■ Work request
Repeat the data exactly, every last line of it.

■ Material for this exercise
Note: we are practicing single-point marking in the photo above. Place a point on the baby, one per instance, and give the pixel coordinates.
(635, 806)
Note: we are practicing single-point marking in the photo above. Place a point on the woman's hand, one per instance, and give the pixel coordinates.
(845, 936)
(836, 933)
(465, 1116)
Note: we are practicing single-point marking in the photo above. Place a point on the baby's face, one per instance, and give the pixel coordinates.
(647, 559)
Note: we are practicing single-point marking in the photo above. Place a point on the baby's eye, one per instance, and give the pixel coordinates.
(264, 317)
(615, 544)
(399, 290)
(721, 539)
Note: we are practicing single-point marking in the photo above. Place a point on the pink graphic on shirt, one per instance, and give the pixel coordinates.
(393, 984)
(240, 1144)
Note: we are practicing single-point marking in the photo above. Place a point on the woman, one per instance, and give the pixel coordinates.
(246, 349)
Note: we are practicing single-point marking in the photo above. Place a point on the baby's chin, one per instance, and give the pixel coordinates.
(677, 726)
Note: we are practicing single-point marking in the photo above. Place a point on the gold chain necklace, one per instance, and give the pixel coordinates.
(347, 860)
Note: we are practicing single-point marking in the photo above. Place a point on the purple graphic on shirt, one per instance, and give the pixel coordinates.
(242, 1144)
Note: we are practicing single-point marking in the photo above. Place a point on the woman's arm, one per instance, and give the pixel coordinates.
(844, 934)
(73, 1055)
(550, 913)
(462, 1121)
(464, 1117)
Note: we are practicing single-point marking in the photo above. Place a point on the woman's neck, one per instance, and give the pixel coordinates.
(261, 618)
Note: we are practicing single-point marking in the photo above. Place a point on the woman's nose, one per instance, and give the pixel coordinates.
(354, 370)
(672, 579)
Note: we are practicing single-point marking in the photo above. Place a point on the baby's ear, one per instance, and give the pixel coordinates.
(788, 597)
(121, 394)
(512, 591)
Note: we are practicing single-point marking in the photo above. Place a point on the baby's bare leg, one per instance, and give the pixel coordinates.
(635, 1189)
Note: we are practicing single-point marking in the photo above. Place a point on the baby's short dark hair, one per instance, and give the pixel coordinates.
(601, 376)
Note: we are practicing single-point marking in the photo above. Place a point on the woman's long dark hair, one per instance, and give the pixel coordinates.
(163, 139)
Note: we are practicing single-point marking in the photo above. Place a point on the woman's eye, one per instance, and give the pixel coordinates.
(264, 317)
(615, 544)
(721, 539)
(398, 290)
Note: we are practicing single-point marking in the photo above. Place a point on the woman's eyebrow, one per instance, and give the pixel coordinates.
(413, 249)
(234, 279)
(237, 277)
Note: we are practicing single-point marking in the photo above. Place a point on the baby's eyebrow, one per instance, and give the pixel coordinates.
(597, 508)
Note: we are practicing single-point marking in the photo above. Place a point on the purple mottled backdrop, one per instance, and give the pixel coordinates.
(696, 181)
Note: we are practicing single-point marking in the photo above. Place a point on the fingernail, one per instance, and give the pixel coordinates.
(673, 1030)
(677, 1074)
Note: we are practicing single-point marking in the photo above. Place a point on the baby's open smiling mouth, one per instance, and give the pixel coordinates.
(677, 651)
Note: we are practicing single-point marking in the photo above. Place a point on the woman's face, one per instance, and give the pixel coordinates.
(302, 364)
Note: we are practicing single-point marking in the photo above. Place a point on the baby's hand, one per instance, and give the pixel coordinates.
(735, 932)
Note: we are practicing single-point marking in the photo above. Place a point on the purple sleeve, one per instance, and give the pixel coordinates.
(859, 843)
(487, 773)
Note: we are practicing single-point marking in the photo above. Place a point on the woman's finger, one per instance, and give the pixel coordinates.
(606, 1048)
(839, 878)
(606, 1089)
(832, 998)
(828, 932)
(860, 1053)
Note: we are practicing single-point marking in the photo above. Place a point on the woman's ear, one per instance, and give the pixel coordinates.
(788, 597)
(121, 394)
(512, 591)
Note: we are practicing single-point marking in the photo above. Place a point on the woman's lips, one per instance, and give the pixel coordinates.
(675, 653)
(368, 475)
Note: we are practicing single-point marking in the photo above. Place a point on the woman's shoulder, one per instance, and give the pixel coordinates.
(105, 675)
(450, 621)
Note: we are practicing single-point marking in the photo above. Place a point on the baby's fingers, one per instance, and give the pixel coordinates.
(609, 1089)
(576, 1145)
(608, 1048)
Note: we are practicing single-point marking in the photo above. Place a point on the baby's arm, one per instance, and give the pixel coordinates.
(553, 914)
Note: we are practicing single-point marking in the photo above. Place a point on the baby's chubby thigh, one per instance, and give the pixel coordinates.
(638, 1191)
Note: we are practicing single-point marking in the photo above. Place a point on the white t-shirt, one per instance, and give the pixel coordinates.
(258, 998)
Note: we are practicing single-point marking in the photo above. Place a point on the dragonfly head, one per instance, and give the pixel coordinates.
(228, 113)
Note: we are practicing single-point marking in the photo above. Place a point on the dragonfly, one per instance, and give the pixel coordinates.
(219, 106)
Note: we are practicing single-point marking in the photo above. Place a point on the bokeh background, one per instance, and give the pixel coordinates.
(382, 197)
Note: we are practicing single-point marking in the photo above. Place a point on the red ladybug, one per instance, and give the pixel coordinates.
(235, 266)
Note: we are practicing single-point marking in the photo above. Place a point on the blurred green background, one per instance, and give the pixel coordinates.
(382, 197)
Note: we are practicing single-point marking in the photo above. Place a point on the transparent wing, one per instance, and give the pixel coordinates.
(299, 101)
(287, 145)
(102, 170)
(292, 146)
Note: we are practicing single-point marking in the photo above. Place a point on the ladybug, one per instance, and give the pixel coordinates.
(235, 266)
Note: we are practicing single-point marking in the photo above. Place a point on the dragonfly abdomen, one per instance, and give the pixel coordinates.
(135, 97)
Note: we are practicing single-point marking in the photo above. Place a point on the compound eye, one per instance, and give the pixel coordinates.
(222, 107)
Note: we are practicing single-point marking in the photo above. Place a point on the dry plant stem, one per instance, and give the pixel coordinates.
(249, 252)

■ Output for this task
Note: we are practicing single-point marking in the photo above. Place a point on the baby, one per instance, and give the pixel coordinates.
(635, 806)
Note: we are practicing single-point marking in the photo above. Place a point on the woman's hand, one per instance, and give the pixel coordinates.
(845, 936)
(836, 933)
(465, 1116)
Note: we are practicing single-point marking in the photo above. Place a point on the baby's face, one per instance, and give the pixel coordinates.
(647, 559)
Note: we are practicing single-point marking in the photo above. Place a point on the baby's eye, one per instance, and give the pixel coordinates.
(264, 317)
(615, 544)
(399, 290)
(721, 539)
Note: we are practicing single-point marking in the photo above. Place a point on the pink graphic on shirt, one per instance, and give the pixel coordinates.
(393, 984)
(240, 1144)
Note: we are practicing single-point marking in the photo above. Place a point on the woman, one per instance, and give the pixel coordinates.
(246, 349)
Note: we are practicing single-point marking in the photo above. Place a point on the baby's chin, one per instance, and give the pixel coordinates.
(677, 726)
Note: we are practicing single-point marking in the photo above. Place a point on the gold chain necklace, one per instance, and give the pixel coordinates.
(347, 860)
Note: we are practicing single-point marking in the photo above. Place a point on the purple graphic on shirt, one per instance, and give the pixel coordinates.
(242, 1144)
Note: we are practicing single-point marking in the photo above. Place a point on the woman's arm, one per instance, and give the pixel coordinates.
(844, 934)
(73, 1055)
(550, 913)
(462, 1121)
(464, 1117)
Note: we are practicing single-point marking in the photo above. Place a point on the woman's neck, one per instance, and give the pixel coordinates.
(261, 618)
Note: we are practicing single-point marking in the photo above. Place a point on the woman's nose, one per instance, and give the pixel coordinates.
(354, 370)
(672, 579)
Note: we are practicing single-point marking in the photo above. Place a point on the baby's ear, one per instance, and give the pixel coordinates.
(788, 597)
(121, 394)
(512, 591)
Note: we are practicing single-point marking in the photo above. Place a point on the baby's bare leg, one per instance, and give the pixel coordinates.
(635, 1189)
Note: we are practicing single-point marking in the photo above. Place a point on the baby's short dark hair, one per instance, and give the pixel coordinates.
(601, 376)
Note: we are practicing single-point marking in the photo above. Place a point on the woman's long dark hair, one per instance, and give the pixel coordinates.
(163, 139)
Note: we are practicing single-point marking in the photo above. Place a point on the woman's eye, one per instance, and give the pixel coordinates.
(264, 317)
(615, 544)
(721, 539)
(398, 290)
Note: we are practicing single-point marking in the photo above. Place a point on the woman's eyebrow, one per instance, and give the pixel coordinates.
(413, 249)
(234, 279)
(237, 277)
Note: we are practicing single-point marking in the photo above. Place a point on the baby's eyebrow, one per instance, and give the pixel coordinates.
(597, 508)
Note: we are practicing single-point marking in the photo above. Place a point on the purple mottled backdrop, one per instance, and give the pixel coordinates.
(696, 181)
Note: we are practicing single-point marking in the photo above. Place a point on the fingernail, one per instance, and give the pixel coordinates.
(673, 1030)
(677, 1074)
Note: we are practicing single-point marking in the photo above. Place a point on the baby's open smiling mouth, one per instance, and give the pixel coordinates.
(677, 651)
Note: we are practicing single-point marking in the photo above. Place a point on the woman's face, one per instance, and give the pixel coordinates.
(302, 364)
Note: we are practicing single-point marking in the photo above. Place a point on the baby's hand, one per instance, and give the pixel coordinates.
(735, 932)
Note: we are practicing single-point marking in the photo above. Place a point on the purple sleeve, one per instance, and give the pixel coordinates.
(859, 843)
(487, 773)
Note: we are practicing single-point marking in the photo above. Place a point on the woman's finger, one per instance, and give the pixel coordinates.
(606, 1048)
(839, 878)
(606, 1089)
(832, 998)
(828, 932)
(860, 1053)
Note: we are practicing single-point marking in the photo above. Place a point on the woman's ear, one per instance, and give the pixel coordinates.
(788, 597)
(121, 394)
(512, 591)
Note: we are practicing single-point marking in the photo above. Place a point on the woman's lips, one per instance, and give the pixel coordinates.
(675, 653)
(368, 475)
Note: we are practicing single-point marking in the photo above. Place a point on the woman's shoulder, one per instance, and give the pixel coordinates.
(105, 675)
(450, 621)
Note: we are practicing single-point marking in the photo above. Place a point on the baby's fingers, one per instance, and give the pixel coordinates.
(609, 1089)
(576, 1145)
(608, 1048)
Note: we are practicing single-point marking in the photo above. Place a point on the baby's arm, one per instance, and give the pixel coordinates.
(553, 914)
Note: we are practicing single-point marking in the photo above. Place a point on the baby's chubby thigh, one per instance, and give the pixel coordinates.
(638, 1191)
Note: we are practicing single-point marking in the photo above. Place a point on the white t-shirt, one per instance, and give the pixel coordinates.
(258, 998)
Note: we are practicing single-point marking in the photo above. Place a point on the dragonfly head, one per instance, and give the pixel coordinates.
(228, 113)
Note: we are practicing single-point marking in the photo above. Place a point on the dragonfly, one per instance, and give the pixel coordinates.
(219, 106)
Note: we are practicing single-point marking in the photo above. Place a point on the bokeh background, one per instance, and give the pixel coordinates.
(382, 197)
Note: we are practicing single-point marking in the photo above. Place a point on the red ladybug, one per instance, and give the pixel coordinates.
(235, 266)
Note: we are practicing single-point marking in the photo above. Place a point on the blurred green background, one per instance, and give the pixel coordinates.
(382, 197)
Note: we are practicing single-point marking in the photo above. Place a point on the transparent wing, one per instance, and give the pixel coordinates.
(299, 101)
(287, 145)
(102, 170)
(292, 146)
Note: we are practicing single-point marking in the photo above. Place a point on the ladybug, one per instance, and give the pixel coordinates.
(235, 266)
Note: we are practicing single-point marking in the photo above. Place a point on the dragonfly abdomen, one per instance, and give the pixel coordinates.
(135, 97)
Note: we are practicing single-point marking in the photo above. Place a point on the compound eye, one per instance, and give the pixel coordinates.
(222, 107)
Note: we are practicing single-point marking in the photo above. Place a point on the dry plant stem, one per instance, and give the pixel coordinates.
(249, 252)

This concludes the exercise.